**抜粋本文**
**********

JTB代表取締役社長執行役員 山北栄二郎氏

  • 2024年1月9日

平和で心豊かな社会の実現に貢献する

 新春を迎え、謹んで新年のご挨拶を申し上げます。

 また、このたびの令和 6 年能登半島地震により被災された皆様に心よりお見舞い申し上げるとともに、一日も早く生活の基盤が回復されますことをお祈り申し上げます。

 昨年 5 月の新型コロナウイルス 5 類感染症への移行に伴い、私たちは 3 年超に及んだコロナ禍を克服し、旅や交流が日常生活に戻ってきました。訪日インバウンド旅行は特に目覚ましい回復を見せ、訪問先としての日本への関心が一段と高まっています。世界の人流を見ても昨年の国際観光客到着数はコロナ禍前のおよそ 90%の水準まで回復し日本発着以外のグローバル旅行においても著しい回復が見込まれます。

 一方で日本発の海外旅行については、地政学リスクや円安の進行、燃油高騰などにより、完全な回復までには時間を要しています。私たちは海外旅行の機運醸成に努めるとともに、当社ならではの海外拠点ネットワークの力を生かし、渡航するお客様の安心・安全、そして豊かな旅行体験のために、現地での受け入れ態勢を万全に整えてまいります。

 さて、昨年開催された 2023 ワールドベースボールクラシックやラグビーワールドカップ 2023 では、多様性あふれる日本代表選手の活躍が大変印象的でした。当社所属の松山恭助選手(フェンシング男子フルーレ)も、世界選手権において日本の団体史上初となる金メダルをもたらすなど、更なる活躍が期待されます。今年は「第 33 回オリンピック競技大会(2024/パリ)・パリ 2024 パラリンピック競技大会」や、「国民スポーツ大会・佐賀(SAGA2024)」が行われ、2025 年には「世界陸上競技選手権大会」が 18 年振りに日本(東京)で開催されます。

 スポーツのみならず、2025 年に開催される「日本国際博覧会(大阪・関西万博)」では、訪れたお客様に大阪を起点に日本全国を回遊していただけるよう、47 都道府県にある JTB 拠点を有効に活用してまいります。

 2025年はまた、「汽車時間表」として創刊したJTB時刻表が100周年という大きな節目を迎える年でもあります。現在ではライフスタイル全般の情報をカバーするに至った出版事業を始め、交通と宿泊手配から発展した MICE 運営、報奨旅行や修学旅行の知見から考案された従業員エンゲージメント向上や教育活動支援の各ソリューション、事業パートナーの皆さまと進める観光産業のプラットフォーム基盤整備など、すべて祖業である“旅”から進化させてきたビジネス領域です。私たちは人と社会に深く関わるこうした領域に、デジタル化と DX 推進の投資を行い拡大していくと同時に、担い手となる社員がその力を十分に発揮できるよう、DEIBを強力に推進してまいります。

 JTB グループの経営理念である「地球を舞台に、人々の交流を創造し、平和で心豊かな社会の実現に貢献する」、その大前提となるのが豊かな地球の存続です。コロナ・パンデミックは収まりましたが、国連事務総長により“グローバル・ボイリング”と表現された気候変動は、カナダやハワイ・マウイ島での森林火災の遠因となり、私たちが地球市民の一員として速やかに行動する必要があることを示唆しています。

 新たな一年も、コンプライアンスを最優先に、私たちの企業活動ひとつひとつが経営理念を実現し、持続可能なツーリズム産業の未来につながるものとなるよう、弛まぬ努力を続けていくことをお約束し、年頭のご挨拶といたします。

**********

年頭挨拶のうち、「さて、昨年開催された 2023 ワールドベースボールクラシックやラグビーワールドカップ」を含む語句で始まり「があることを示唆しています。」で終わる部分を、「強力に」を「積極的に」に改めて書き直してください。

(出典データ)

**********

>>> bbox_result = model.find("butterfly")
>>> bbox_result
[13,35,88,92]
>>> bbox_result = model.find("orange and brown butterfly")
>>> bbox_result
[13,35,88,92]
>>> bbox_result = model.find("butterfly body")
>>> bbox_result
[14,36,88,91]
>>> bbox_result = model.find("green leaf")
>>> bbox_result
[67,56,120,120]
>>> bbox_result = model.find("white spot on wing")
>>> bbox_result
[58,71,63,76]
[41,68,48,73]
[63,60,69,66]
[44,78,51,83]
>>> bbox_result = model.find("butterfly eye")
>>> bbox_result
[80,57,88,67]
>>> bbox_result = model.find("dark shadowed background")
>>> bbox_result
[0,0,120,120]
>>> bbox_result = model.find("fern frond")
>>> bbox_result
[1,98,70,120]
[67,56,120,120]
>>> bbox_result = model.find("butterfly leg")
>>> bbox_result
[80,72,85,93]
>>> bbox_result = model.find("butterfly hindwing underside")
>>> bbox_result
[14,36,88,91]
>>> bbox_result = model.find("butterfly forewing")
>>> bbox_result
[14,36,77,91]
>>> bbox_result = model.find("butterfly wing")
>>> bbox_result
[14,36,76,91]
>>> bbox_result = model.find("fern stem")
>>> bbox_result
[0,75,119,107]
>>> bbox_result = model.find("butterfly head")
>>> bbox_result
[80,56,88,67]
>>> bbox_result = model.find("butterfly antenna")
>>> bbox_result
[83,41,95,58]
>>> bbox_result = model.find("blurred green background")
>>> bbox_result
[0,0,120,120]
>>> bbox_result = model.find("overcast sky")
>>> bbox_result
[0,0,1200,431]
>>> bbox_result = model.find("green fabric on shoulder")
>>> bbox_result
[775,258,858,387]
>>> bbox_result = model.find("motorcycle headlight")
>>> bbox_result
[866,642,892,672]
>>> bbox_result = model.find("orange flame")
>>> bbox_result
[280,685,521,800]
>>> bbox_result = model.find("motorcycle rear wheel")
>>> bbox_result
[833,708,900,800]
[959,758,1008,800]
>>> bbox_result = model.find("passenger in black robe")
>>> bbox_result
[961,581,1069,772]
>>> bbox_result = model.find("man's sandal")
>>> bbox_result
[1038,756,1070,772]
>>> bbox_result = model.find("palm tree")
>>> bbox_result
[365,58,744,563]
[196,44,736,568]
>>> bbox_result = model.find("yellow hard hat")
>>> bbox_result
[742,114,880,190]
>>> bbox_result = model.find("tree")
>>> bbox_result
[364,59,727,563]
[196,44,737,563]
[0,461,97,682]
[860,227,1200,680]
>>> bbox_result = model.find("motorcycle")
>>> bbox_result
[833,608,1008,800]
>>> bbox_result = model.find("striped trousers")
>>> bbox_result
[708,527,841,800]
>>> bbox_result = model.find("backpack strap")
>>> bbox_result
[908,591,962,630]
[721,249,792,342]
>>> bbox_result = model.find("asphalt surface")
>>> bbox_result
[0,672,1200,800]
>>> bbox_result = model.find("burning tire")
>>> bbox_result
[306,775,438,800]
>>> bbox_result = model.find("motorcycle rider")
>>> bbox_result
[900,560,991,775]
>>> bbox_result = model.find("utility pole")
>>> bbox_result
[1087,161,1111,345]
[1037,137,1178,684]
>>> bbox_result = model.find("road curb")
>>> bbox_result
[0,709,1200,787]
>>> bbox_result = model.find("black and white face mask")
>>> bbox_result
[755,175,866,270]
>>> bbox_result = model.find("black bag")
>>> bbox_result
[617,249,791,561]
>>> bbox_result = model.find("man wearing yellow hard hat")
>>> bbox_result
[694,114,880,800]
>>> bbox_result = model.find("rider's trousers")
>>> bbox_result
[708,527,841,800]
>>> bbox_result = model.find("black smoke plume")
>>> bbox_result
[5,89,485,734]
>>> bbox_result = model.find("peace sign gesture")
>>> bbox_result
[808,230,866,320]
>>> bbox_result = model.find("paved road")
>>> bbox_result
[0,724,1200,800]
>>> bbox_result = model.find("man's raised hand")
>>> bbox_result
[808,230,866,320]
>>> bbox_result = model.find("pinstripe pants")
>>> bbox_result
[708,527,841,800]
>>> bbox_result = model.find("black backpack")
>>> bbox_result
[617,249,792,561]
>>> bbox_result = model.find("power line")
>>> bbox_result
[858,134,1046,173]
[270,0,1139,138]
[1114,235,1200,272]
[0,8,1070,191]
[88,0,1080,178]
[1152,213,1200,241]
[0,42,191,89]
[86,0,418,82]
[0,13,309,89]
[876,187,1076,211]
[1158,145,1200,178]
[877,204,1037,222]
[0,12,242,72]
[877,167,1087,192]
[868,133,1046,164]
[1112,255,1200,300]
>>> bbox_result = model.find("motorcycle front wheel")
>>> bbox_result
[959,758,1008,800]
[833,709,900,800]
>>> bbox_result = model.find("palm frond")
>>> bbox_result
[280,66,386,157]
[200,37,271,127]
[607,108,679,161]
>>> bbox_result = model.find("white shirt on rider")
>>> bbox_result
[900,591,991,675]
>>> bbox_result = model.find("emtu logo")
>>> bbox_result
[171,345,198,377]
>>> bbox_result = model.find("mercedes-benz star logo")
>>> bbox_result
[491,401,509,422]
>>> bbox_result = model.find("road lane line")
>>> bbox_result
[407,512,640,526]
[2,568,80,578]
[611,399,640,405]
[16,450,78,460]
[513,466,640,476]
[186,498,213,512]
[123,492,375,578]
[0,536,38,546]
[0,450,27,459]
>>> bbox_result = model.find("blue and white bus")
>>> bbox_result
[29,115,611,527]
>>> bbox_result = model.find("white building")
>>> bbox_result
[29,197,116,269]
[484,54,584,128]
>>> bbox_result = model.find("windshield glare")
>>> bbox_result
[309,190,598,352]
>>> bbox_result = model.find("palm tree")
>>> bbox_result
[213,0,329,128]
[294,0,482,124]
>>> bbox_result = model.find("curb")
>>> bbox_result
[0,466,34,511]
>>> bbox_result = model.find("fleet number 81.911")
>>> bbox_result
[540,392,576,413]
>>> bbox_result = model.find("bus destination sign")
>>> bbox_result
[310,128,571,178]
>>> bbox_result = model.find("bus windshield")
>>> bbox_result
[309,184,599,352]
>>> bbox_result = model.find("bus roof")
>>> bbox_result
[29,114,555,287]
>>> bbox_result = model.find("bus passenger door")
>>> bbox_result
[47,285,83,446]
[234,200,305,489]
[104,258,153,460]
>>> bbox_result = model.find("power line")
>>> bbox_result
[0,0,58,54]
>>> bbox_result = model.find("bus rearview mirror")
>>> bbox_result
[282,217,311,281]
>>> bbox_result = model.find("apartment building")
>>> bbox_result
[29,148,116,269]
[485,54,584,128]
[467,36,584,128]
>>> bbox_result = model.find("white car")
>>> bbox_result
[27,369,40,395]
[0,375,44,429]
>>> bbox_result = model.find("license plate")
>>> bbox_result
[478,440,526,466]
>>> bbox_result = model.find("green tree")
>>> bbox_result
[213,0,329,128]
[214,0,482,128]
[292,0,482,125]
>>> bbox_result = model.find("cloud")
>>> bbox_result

**********

**課題の解答**
さて、昨年開催された 2023 ワールドベースボールクラシックやラグビーワールドカップ 2023 では、多様性あふれる日本代表選手の活躍が大変印象的でした。当社所属の松山恭助選手(フェンシング男子フルーレ)も、世界選手権において日本の団体史上初となる金メダルをもたらすなど、更なる活躍が期待されます。今年は「第 33 回オリンピック競技大会(2024/パリ)・パリ 2024 パラリンピック競技大会」や、「国民スポーツ大会・佐賀(SAGA2024)」が行われ、2025 年には「世界陸上競技選手権大会」が 18 年振りに日本(東京)で開催されます。

 スポーツのみならず、2025 年に開催される「日本国際博覧会(大阪・関西万博)」では、訪れたお客様に大阪を起点に日本全国を回遊していただけるよう、47 都道府県にある JTB 拠点を有効に活用してまいります。

 2025年はまた、「汽車時間表」として創刊したJTB時刻表が100周年という大きな節目を迎える年でもあります。現在ではライフスタイル全般の情報をカバーするに至った出版事業を始め、交通と宿泊手配から発展した MICE 運営、報奨旅行や修学旅行の知見から考案された従業員エンゲージメント向上や教育活動支援の各ソリューション、事業パートナーの皆さまと進める観光産業のプラットフォーム基盤整備など、すべて祖業である“旅”から進化させてきたビジネス領域です。私たちは人と社会に深く関わるこうした領域に、デジタル化と DX 推進の投資を行い拡大していくと同時に、担い手となる社員がその力を十分に発揮できるよう、DEIBを積極的に推進してまいります。

 JTB グループの経営理念である「地球を舞台に、人々の交流を創造し、平和で心豊かな社会の実現に貢献する」、その大前提となるのが豊かな地球の存続です。コロナ・パンデミックは収まりましたが、国連事務総長により“グローバル・ボイリング”と表現された気候変動は、カナダやハワイ・マウイ島での森林火災の遠因となり、私たちが地球市民の一員として速やかに行動する必要があることを示唆しています。